** START OF ENTRIES SUPPLIED **

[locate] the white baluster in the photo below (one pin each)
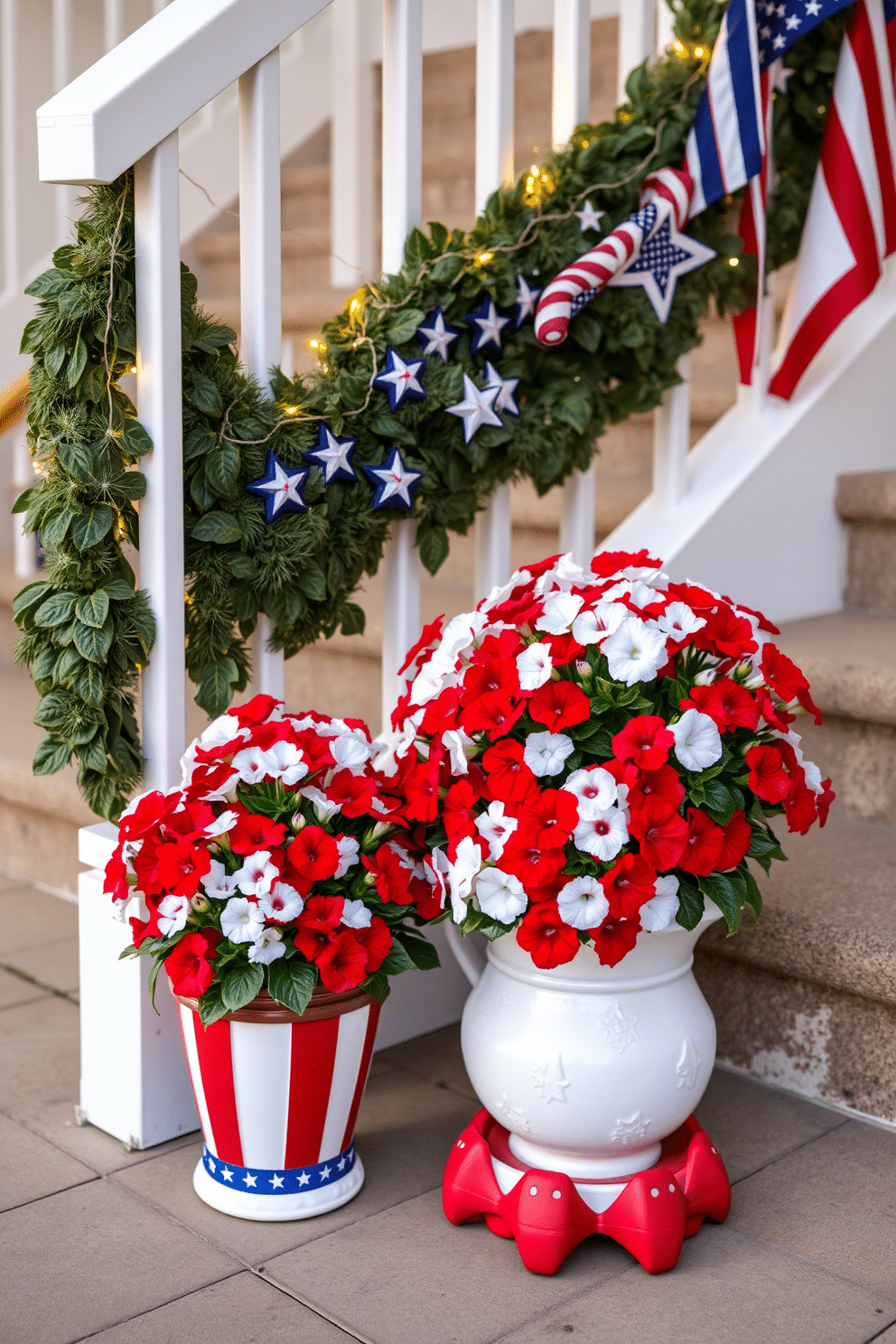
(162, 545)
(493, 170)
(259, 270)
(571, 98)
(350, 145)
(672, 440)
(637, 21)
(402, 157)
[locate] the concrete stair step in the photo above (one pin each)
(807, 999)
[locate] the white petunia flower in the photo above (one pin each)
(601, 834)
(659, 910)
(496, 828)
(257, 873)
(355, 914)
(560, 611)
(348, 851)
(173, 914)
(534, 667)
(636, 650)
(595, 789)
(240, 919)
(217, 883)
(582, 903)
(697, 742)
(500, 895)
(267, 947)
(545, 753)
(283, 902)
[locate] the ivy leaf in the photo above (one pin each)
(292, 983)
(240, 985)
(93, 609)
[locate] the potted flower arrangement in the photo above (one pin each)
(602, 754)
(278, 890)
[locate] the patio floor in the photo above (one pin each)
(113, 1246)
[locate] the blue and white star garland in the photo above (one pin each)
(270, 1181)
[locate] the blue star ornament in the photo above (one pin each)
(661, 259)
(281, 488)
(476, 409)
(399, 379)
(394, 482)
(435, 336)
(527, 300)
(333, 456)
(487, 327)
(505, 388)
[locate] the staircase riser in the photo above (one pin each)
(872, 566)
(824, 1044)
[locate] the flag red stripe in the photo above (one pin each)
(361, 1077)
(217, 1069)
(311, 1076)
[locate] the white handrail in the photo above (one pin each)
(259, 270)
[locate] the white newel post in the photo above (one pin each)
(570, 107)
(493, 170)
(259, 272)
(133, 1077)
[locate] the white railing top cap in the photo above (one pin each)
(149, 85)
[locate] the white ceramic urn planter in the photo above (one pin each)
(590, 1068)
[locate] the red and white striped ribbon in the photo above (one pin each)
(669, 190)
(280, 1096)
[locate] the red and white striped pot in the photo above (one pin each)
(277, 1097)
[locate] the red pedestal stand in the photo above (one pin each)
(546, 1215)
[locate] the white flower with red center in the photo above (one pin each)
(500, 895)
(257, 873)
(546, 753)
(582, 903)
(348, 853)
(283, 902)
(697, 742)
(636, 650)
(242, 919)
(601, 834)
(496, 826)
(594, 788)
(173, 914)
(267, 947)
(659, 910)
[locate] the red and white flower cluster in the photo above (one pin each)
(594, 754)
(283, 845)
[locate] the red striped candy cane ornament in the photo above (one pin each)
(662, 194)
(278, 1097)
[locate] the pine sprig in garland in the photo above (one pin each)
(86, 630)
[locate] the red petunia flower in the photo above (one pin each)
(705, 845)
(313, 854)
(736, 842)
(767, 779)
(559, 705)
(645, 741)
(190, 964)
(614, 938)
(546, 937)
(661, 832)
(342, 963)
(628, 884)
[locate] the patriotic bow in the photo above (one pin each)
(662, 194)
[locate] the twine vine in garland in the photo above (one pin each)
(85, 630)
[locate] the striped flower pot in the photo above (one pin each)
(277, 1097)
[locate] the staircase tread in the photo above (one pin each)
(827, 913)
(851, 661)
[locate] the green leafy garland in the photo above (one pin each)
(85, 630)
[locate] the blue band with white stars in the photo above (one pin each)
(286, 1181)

** END OF ENTRIES SUPPLIED **

* _REQUIRED TASK_
Repeat word for word the lines from the one containing "[locate] the staircase tread" through the final line above, including both.

* _ANSWER IN FULL_
[locate] the staircase tread in the photo above (one pin each)
(827, 913)
(851, 661)
[locate] the green leafy garland in the photo above (one pin each)
(85, 630)
[locate] the blue band with white stars in the photo above (one pin each)
(286, 1181)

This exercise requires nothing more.